> _Problems to solve_
[1] What is the title of Week 1 in the bioinformatics course introduction?
[2] Continue the bioinformatics course introduction from its last line.

> _Passage_
────────────────
1.6

Wellcome Genome Campus Advanced Courses and Scientific Conferences

DNA double helix, a book of DNA bases (letters), and using a magnifying glass to search for changes

Welcome to Week 1 - DNA and protein sequences

In this week’s activities you will learn some basic bioinformatics concepts about representation and storage of DNA and protein sequences, data files and data formats.

You will learn how to represent DNA and protein sequences so that they can be stored in data files and handled by computers

Unlike humans, computers are not so flexible in reading different formats and layouts. For example, humans can easily understand this message:

“W E L C O M E to the FiRSt week of this course“

Computer programs can have a tough time trying to decipher the different formatting of the words presented here. It’s much easier to write an algorithm that can read:

“welcome to the first week of this course”.
────────────────
> _Listed records_

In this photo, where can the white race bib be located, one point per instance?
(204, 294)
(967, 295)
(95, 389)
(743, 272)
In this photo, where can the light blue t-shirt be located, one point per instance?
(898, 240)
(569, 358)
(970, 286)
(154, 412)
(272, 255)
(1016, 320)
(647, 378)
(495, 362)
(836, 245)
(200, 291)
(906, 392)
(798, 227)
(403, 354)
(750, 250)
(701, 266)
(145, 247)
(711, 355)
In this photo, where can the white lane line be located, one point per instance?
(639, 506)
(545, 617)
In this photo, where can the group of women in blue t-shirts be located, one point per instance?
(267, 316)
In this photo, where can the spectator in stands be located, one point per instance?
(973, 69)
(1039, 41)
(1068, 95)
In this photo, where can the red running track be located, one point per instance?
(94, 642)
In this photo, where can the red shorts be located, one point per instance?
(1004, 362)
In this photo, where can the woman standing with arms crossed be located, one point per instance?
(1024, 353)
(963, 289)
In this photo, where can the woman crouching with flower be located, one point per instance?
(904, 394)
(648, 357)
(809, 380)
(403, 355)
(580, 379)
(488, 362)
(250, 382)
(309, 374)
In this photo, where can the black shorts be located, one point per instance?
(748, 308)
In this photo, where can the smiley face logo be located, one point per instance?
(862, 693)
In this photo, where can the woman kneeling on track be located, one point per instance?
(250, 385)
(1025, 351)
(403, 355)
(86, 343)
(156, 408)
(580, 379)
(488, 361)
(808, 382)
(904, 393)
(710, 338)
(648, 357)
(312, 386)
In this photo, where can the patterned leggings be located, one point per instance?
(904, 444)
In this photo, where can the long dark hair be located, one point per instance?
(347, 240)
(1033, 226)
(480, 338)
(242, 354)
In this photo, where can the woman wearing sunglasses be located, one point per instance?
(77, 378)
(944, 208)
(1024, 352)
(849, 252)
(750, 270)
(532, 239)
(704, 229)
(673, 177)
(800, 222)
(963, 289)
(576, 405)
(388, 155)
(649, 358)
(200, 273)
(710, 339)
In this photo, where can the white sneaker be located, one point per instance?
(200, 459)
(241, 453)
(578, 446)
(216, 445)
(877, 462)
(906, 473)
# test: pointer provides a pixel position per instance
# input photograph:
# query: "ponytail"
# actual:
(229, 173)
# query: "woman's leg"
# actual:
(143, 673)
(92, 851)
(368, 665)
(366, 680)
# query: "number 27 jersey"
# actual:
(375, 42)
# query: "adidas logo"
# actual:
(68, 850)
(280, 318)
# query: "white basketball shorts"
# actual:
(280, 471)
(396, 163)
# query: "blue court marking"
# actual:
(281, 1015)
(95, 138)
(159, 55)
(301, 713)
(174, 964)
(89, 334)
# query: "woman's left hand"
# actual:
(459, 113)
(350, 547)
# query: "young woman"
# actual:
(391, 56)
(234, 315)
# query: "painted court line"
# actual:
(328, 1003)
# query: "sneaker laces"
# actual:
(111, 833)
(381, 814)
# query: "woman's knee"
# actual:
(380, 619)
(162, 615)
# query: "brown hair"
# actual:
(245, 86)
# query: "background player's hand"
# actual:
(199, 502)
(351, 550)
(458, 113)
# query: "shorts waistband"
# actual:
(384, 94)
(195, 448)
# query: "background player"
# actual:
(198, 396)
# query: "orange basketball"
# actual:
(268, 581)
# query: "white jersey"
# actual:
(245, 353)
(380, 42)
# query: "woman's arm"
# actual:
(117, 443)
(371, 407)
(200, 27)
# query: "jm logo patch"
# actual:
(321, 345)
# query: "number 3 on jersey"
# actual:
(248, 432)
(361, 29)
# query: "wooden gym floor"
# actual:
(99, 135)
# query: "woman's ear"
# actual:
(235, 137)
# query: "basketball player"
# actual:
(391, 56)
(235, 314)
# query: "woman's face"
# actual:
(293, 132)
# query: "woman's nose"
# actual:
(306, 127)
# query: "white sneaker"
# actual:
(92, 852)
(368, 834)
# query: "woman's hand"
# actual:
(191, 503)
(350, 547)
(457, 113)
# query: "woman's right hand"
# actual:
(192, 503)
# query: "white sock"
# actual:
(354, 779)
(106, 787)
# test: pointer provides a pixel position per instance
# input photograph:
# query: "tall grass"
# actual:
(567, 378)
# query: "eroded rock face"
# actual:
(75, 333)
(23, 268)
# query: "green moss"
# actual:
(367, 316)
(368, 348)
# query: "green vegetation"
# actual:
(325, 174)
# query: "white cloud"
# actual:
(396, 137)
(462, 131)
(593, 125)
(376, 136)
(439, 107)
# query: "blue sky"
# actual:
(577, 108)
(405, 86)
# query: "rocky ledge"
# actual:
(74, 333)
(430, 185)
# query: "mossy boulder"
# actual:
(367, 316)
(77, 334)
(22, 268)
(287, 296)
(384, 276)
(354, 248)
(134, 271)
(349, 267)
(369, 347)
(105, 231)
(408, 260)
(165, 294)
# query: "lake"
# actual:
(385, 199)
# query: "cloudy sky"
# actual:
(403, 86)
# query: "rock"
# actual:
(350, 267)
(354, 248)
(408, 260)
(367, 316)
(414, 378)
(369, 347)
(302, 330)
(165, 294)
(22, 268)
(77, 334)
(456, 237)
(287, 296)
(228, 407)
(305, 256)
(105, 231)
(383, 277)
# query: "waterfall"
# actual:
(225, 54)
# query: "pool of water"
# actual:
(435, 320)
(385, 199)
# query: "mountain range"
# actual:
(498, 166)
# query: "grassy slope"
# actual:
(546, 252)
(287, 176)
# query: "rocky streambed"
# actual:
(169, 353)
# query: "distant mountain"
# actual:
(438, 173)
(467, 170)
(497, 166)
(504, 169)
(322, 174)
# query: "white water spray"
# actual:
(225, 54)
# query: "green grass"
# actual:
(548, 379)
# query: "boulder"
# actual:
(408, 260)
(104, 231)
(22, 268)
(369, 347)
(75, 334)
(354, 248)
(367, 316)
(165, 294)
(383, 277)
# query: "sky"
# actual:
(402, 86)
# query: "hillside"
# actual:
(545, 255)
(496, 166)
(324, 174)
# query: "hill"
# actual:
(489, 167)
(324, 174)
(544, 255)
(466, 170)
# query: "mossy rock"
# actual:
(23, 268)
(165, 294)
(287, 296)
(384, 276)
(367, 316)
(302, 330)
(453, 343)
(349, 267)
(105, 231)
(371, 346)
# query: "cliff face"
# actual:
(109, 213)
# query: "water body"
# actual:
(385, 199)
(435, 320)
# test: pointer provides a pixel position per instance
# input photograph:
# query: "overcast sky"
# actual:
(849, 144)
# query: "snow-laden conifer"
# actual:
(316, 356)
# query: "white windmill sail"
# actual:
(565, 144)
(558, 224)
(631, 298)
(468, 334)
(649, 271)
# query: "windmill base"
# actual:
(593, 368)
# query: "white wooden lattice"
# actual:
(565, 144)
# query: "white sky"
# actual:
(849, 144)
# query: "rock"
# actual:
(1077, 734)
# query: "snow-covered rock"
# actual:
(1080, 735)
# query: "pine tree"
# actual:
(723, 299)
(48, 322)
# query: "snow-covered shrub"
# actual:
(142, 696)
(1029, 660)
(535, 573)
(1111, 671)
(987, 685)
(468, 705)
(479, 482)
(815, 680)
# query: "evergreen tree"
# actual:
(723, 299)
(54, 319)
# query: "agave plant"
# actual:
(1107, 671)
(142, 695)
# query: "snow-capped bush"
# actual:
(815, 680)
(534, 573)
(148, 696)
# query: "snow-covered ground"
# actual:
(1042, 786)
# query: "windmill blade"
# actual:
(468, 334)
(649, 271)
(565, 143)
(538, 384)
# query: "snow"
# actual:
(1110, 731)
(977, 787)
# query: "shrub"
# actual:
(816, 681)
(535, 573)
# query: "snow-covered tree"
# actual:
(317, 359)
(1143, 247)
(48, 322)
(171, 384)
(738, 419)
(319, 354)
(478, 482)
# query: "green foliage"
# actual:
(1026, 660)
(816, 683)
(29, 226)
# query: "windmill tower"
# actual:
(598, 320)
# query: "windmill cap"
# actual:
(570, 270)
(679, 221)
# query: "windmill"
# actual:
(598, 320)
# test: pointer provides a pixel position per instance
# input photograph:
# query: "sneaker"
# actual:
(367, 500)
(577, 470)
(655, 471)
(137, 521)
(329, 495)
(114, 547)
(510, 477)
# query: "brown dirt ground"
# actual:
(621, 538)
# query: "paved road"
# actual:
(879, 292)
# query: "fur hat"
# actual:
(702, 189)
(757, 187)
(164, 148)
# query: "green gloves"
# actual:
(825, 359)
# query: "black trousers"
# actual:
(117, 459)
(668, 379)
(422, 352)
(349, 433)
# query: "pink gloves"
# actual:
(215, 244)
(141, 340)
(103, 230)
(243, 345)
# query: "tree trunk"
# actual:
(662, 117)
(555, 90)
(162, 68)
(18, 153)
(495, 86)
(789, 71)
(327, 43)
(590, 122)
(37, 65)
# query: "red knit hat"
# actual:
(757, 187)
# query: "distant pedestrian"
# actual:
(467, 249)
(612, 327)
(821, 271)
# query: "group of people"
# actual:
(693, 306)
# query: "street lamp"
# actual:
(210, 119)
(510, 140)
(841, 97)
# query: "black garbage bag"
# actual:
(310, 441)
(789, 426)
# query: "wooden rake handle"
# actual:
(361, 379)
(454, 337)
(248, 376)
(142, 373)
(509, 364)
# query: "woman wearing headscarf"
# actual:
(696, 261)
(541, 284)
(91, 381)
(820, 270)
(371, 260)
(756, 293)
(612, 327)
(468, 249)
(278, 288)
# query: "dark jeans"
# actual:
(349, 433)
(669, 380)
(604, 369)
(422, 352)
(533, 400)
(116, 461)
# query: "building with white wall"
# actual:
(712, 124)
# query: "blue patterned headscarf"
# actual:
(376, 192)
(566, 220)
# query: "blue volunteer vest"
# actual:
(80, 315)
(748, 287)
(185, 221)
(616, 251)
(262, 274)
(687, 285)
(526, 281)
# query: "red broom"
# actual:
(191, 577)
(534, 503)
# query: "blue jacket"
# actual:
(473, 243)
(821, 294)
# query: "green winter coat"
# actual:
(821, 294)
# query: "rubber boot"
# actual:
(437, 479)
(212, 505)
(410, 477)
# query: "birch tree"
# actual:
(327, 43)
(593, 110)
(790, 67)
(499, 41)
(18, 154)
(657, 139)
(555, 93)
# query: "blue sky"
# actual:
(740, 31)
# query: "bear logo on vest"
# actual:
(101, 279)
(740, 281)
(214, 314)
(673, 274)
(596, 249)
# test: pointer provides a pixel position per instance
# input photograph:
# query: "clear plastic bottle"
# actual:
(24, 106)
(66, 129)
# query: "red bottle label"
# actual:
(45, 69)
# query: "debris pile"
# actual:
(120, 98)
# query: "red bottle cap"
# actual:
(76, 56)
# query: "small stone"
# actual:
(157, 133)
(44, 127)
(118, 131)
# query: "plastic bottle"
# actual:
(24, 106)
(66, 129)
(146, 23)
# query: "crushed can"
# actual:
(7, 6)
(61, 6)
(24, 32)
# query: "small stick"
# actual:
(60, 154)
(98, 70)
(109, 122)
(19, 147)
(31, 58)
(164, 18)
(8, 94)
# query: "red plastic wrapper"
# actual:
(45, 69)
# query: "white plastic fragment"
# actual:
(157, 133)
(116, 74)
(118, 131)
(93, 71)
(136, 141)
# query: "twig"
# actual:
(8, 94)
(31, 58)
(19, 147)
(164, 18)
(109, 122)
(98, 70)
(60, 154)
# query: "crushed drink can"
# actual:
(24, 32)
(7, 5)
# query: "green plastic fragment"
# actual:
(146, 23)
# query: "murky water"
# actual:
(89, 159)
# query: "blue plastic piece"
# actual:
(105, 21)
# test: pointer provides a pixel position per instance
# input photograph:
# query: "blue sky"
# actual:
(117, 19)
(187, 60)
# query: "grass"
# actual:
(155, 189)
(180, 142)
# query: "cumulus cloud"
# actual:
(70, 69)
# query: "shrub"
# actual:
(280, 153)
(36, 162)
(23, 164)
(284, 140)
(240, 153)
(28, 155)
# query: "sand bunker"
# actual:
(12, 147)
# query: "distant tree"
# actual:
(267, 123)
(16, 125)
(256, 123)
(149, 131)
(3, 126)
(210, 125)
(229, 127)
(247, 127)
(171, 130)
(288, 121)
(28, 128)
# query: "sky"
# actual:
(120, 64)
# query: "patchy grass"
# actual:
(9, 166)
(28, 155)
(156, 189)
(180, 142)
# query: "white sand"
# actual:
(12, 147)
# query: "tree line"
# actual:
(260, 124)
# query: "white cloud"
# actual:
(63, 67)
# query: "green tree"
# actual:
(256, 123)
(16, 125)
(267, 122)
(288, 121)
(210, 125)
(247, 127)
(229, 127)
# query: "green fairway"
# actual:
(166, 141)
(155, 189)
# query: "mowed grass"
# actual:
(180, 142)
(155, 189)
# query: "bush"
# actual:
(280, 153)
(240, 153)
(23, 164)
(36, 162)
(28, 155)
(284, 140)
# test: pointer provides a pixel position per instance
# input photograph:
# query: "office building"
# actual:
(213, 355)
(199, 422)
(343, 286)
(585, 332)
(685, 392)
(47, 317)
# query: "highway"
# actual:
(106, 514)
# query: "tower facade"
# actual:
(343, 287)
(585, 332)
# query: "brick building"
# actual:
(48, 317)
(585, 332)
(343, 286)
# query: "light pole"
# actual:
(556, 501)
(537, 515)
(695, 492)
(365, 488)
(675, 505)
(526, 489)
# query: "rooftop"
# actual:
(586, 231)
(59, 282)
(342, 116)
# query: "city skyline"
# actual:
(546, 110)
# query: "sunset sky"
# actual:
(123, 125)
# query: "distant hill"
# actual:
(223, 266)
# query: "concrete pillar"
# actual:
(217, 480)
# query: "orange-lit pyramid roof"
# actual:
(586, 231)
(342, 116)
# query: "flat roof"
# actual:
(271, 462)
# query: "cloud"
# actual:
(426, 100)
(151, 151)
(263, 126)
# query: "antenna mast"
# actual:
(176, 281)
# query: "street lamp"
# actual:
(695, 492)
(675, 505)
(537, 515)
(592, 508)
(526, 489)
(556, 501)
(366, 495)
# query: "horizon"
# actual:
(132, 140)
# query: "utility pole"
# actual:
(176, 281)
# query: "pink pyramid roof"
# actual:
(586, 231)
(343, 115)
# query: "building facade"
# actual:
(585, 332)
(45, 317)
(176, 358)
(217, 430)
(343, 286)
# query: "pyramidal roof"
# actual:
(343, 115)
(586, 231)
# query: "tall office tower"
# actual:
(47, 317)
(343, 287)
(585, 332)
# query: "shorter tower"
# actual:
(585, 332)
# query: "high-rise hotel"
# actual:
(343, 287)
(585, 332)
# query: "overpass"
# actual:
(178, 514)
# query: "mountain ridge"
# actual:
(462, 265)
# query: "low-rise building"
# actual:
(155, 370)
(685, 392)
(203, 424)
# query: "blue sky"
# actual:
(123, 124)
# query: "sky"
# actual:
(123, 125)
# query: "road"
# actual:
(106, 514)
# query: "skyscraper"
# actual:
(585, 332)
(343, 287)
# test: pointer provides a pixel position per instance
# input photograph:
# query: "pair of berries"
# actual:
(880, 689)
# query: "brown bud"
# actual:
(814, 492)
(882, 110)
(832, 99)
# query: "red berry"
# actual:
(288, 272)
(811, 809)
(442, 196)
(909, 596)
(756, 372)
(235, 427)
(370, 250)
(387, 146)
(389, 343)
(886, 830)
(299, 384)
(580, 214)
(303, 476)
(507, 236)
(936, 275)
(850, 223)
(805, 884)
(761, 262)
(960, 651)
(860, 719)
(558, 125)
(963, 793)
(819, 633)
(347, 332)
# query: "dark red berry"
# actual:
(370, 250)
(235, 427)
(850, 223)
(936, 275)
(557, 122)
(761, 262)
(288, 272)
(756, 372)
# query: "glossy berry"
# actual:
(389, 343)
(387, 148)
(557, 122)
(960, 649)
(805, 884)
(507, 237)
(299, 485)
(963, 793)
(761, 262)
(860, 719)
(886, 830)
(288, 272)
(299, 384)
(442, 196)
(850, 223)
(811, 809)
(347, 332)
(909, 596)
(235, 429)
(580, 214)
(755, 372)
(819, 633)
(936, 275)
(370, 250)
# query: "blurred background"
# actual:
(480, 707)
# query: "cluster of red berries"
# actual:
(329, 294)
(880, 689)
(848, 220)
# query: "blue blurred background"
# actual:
────────────────
> _Answer list_
[1] DNA and protein sequences

[2]
Therefore, it is important that we humans follow a somewhat strict code (or common vocabulary) when writing DNA and protein information, so that computers can be programmed to read them and perform tasks for us.

Next, you will get familiar with different data files

You will learn about other sequence file formats that enable more comprehensive records of accompanying data. These files are used to store additional information about the nucleotide or protein sequence of interest.

Finally, we will finish this week’s activities with a short quiz where you can put your new knowledge to the test. Do not forget to engage in the ‘discussion’ with fellow learners.